→ **JOUW OPDRACHTEN**:
**a.** Hoeveel stukken speelde de band volgens het concertverslag?
**b.** Schrijf uit de gegevens alleen het deel over dat begint met de regel met "Where can you find the black ceiling" en eindigt met de regel met "point(348, 227)", beide regels en de verzoeken inbegrepen. Vermenigvuldig daarbij uitsluitend de coördinaten in de antwoorden met 1,65 en rond af op hele getallen, halven naar boven; de verzoeken en hun voorbeeldcoördinaten blijven ongewijzigd.

→ **TEKSTFRAGMENT**:
##########

“Ze laten live horen hoe prachtig, bizar, geschift en in veel opzichten nog steeds actueel de muziek van Frank Zappa is”. Met deze weelderige zin uit de aankondiging van 2000 Motels in Het Patronaat is niets teveel gezegd. De band speelt populaire en obscure Zappa-composities vanaf de vroege Mothers of Invention tot eind jaren ‘80 en tot twee dagen na het concert hebben we last van hardnekkige Lydische oorwurmen. Vrijdagavond 17 januari 2020 speelde 2000 Motels Het Patronaat plat en ProgJazz was erbij.
Pur Sang
Bandleider/drummer Karsten van Straten is een Zappa-liefhebber pur sang , die al zijn hele leven verslaafd is aan de muziek van de genius. Vooral de complexe stukken uit de jaren ’70, de periode dat drummers als Chester Thompson, Terry Bozzio en Vinnie Colaiuta vol aan de bak moesten, hebben zijn voorkeur. In 2000 Motels stelt Van Straten zich bescheiden op. “Ik vind het belangrijk dat je je beperkingen kent en omarmt”, zegt hij, nippend aan een cola. “Het heeft toch geen zin om hier tevergeefs Vinnie te gaan lopen imiteren? We moeten dienstbaar zijn aan de band, aan de muziek van Zappa en als een eenheid opereren. De bezieling staat voorop.”
Geconcentreerd leidt Van Straten zijn band op zijn verjaardag door de 22 stukken (!). Het geheel klinkt als een klok. Enerzijds is dat vanwege de geluidsman Tijmen de Vries, die met de band meereist, anderzijds vanwege het ouderwetse adagium ‘repeteren’, dat bij Van Straten & Co gewoon van kracht is. Een handvol minimale slordigheden daargelaten, werd elk nummer foutloos en strak uitgevoerd door een ingespeeld septet, waarbinnen iedereen zijn rol en functie kent en zich bovendien van begin tot eind kan verlaten op de Italiaanse bassist Achille Regazzoni, een rots in de branding, terwijl pianist Rob Brons (hoewel enigszins in de duistere hoek weggestopt) zorgt voor een smaakvolle, harmonische voegspecie. De kritiek op veel repeteren is -met name onder jazzmusici- dat de muziek doodgespeeld wordt, dat het spontane eraf gaat. Dat was bij Zappa echter niet het geval en ook niet bij 2000 Motels. Er was die vrijdagavond in Het Patronaat van begin tot eind speel- en luisterplezier bij alle betrokkenen. Het publiek, dat in grote getale was opgekomen, genoot met volle teugen van bekende krakers als ‘Penguin in Bondage’ en 'Magic Fingers'. Sommigen bekten de geliefde songs mee, anderen luisterden wiegend met de ogen dicht, of dansten in trance in hun eigen habitat. Midden vooraan zat een Zappa-fanaat luchtgitaar te spelen in zijn rolstoel. Het was lekker druk in de zaal, maar niet zó dat je de hele tijd op je hakken werd getrapt of ongewild in andermans aura (of bierwalm) rond moest dobberen.

##########

→ **BESCHIKBARE GEGEVENS**:
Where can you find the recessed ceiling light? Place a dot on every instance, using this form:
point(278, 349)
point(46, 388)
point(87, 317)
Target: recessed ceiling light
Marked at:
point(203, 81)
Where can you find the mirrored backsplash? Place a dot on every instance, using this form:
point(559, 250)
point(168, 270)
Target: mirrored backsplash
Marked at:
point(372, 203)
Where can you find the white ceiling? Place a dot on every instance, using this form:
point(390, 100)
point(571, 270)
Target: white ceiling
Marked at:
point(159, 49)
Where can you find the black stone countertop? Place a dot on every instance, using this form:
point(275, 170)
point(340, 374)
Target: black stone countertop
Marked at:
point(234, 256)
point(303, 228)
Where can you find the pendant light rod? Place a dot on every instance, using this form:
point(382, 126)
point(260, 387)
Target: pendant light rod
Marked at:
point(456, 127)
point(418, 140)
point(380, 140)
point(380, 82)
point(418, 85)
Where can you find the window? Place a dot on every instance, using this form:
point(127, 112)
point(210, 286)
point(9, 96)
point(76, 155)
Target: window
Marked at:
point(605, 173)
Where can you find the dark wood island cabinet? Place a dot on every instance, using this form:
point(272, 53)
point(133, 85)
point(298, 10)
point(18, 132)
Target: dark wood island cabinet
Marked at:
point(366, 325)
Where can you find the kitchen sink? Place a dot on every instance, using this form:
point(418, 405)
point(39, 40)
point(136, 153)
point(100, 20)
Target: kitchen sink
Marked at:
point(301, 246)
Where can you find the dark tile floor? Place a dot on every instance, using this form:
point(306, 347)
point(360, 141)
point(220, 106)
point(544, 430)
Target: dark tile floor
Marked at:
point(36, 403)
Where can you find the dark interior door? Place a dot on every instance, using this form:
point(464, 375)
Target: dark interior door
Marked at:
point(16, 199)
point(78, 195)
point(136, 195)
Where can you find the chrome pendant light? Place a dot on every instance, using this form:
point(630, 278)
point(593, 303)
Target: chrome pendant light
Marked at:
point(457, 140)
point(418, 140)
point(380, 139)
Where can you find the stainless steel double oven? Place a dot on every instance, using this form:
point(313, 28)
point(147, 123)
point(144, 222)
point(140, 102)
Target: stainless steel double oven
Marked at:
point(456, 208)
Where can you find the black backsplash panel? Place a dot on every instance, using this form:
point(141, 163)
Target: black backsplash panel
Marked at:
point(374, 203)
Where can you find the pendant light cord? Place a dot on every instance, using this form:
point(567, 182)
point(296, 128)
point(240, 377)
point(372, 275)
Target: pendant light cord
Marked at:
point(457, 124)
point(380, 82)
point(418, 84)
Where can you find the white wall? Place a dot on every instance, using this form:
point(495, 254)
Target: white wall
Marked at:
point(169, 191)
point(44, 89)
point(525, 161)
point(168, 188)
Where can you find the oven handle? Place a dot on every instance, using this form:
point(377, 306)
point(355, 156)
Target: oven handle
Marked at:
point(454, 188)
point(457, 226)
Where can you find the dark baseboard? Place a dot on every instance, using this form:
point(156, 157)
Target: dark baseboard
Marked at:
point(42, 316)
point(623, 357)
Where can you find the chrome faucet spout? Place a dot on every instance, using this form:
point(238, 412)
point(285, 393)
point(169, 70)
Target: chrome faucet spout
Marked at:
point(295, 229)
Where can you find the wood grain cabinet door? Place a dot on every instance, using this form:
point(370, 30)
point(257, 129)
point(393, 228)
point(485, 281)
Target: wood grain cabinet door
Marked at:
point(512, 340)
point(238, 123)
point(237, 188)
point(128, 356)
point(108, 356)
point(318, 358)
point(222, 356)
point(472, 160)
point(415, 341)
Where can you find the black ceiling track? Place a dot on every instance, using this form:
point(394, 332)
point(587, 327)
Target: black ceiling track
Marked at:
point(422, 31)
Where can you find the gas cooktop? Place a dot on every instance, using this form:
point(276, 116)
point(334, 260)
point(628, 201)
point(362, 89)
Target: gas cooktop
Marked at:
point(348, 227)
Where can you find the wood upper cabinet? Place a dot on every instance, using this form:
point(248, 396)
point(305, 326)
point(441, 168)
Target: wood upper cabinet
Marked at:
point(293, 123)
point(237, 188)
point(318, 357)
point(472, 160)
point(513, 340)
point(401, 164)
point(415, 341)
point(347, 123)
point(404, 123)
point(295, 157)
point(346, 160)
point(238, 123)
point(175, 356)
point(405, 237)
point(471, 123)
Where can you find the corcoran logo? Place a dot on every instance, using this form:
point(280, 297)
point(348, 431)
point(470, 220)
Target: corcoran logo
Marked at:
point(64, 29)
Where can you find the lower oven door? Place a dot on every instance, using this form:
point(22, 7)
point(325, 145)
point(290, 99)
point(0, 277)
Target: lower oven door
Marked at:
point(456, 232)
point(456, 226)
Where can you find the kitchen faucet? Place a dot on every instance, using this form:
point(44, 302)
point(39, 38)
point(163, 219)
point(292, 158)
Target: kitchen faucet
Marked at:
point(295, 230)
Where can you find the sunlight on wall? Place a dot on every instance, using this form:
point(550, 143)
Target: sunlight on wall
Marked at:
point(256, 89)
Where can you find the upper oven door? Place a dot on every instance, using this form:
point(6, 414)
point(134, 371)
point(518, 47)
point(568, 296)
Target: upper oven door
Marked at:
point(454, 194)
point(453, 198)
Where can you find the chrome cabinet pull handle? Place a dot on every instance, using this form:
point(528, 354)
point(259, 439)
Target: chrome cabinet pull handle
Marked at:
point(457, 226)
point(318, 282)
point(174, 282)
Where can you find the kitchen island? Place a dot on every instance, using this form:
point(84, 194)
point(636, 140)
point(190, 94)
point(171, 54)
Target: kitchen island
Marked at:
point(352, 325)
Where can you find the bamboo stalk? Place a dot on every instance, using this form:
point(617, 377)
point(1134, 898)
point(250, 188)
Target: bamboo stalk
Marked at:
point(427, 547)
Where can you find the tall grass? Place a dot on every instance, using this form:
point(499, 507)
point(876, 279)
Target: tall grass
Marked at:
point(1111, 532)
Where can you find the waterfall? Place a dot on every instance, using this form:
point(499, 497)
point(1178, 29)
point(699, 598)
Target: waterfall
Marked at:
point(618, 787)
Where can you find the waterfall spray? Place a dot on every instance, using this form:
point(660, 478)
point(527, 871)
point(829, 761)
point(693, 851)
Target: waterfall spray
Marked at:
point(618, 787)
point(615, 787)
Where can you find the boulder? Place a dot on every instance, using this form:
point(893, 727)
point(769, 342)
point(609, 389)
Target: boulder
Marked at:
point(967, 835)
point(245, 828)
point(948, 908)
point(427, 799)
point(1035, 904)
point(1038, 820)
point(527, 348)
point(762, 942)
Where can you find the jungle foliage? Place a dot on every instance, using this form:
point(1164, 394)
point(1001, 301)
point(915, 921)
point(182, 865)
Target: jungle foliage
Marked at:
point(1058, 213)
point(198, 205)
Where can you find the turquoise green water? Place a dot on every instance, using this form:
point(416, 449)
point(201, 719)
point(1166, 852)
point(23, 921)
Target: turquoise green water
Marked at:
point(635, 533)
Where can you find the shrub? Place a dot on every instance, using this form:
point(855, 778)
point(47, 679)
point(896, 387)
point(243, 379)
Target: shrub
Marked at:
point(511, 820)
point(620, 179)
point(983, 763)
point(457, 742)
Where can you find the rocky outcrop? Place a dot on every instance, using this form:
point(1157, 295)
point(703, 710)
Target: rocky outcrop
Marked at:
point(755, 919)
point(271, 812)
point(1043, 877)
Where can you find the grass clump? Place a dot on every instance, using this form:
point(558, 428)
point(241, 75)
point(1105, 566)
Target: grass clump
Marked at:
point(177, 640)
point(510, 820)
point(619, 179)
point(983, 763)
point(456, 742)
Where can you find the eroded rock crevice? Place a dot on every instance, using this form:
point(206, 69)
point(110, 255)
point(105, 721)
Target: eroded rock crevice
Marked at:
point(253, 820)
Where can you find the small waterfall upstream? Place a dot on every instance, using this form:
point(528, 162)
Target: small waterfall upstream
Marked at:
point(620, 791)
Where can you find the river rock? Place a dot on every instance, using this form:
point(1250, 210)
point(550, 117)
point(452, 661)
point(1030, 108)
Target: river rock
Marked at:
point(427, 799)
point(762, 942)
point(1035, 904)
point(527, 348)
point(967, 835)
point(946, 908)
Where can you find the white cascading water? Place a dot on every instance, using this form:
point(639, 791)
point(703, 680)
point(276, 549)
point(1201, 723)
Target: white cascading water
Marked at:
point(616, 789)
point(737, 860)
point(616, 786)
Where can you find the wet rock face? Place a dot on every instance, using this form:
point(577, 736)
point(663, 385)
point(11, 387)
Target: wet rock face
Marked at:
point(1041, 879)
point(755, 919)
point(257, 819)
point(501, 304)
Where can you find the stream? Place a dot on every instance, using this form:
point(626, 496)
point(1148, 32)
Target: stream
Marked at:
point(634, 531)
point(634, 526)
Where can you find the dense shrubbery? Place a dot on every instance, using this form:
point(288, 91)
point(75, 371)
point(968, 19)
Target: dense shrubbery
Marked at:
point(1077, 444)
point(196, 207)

##########

→ **UITWERKINGEN**:
**a.** 22 stukken.

**b.**
Where can you find the black ceiling track? Place a dot on every instance, using this form:
point(394, 332)
point(587, 327)
Target: black ceiling track
Marked at:
point(696, 51)
Where can you find the gas cooktop? Place a dot on every instance, using this form:
point(276, 116)
point(334, 260)
point(628, 201)
point(362, 89)
Target: gas cooktop
Marked at:
point(574, 375)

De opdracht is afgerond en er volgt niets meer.